--- Start of Article ---

# my first date was bbw



## Lorenzo670 (Jun 6, 2011)

so this my story how i come 2 love ssbbw ...
my first date was bbw she was working with me for 5 month and we never think about dating we be come close friends in work then one day we have drink and you u know happened when drink comes lol
then we date for 4 years then it dont work out will then i star 2 think i will date skinny girl coz as u know all people dont get why u like big girls 
then i dont enjoy it as i did with big girls then i start 2 know i just like big girls 
then i date sssbbw woman and it was the best i had and from that day until 2 day i just like ssbbw woman 
and not shy about it then i start 2 go 2 the bash for bbw and i made good friends and star see many man like me love big girls 
thanks for reading my post of me how i start like big girls 



lorenzo


----------



## Zowie (Jun 6, 2011)

I think you're looking for the FA subforum, love. Also, punctuation.


----------



## J34 (Jun 6, 2011)

Good for you. Just a reminder to check your grammar, as it is a bit hard to read.


----------



## FishCharming (Jun 6, 2011)

Lorenzo670 said:


> so this my story how i come 2 love ssbbw ...

--- End of Article ---
--- Start of Stored data ---

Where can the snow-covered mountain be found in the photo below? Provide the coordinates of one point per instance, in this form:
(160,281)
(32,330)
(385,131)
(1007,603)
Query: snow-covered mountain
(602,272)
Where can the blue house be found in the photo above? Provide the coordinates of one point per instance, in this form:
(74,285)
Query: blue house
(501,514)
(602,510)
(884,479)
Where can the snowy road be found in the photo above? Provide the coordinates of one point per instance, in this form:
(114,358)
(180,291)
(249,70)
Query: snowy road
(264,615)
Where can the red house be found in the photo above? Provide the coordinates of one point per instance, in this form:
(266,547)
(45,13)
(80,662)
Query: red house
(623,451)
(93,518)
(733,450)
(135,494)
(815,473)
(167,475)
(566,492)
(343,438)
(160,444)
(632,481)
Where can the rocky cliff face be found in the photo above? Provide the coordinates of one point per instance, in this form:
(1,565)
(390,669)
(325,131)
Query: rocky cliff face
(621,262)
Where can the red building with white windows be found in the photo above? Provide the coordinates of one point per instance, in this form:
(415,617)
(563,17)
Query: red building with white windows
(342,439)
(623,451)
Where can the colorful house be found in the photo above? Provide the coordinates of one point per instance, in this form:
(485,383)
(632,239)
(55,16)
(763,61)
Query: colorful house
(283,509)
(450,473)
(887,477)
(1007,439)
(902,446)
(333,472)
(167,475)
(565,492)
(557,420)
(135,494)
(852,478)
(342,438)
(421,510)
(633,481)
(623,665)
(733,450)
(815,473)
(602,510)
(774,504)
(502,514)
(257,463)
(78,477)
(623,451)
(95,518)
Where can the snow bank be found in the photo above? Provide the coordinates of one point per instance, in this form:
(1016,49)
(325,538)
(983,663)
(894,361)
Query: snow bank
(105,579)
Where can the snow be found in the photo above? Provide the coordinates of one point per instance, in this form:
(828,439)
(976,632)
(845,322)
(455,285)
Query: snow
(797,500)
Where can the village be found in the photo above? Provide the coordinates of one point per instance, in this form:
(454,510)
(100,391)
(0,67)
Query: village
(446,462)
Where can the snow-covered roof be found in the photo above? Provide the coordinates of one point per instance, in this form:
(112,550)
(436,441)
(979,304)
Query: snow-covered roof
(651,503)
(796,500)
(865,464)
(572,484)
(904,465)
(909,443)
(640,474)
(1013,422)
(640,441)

--- End of Stored data ---

* Given exercise A
Transcribe the part of the forum thread that opens with the words containing "I think you're" and closes with "hard to read.".
* Given exercise B
Please repeat word for word the part of the entries that opens with the line containing "Where can the village" and runs through the last line of the entries.
The forum thread and the entries have no connection to each other.

* Problem solution A
I think you're looking for the FA subforum, love. Also, punctuation.


----------



## J34 (Jun 6, 2011)

Good for you. Just a reminder to check your grammar, as it is a bit hard to read.

* Problem solution B
Where can the village be found in the photo above? Provide the coordinates of one point per instance, in this form:
(454,510)
(100,391)
(0,67)
Query: village
(446,462)
Where can the snow-covered roof be found in the photo above? Provide the coordinates of one point per instance, in this form:
(112,550)
(436,441)
(979,304)
Query: snow-covered roof
(651,503)
(796,500)
(865,464)
(572,484)
(904,465)
(909,443)
(640,474)
(1013,422)
(640,441)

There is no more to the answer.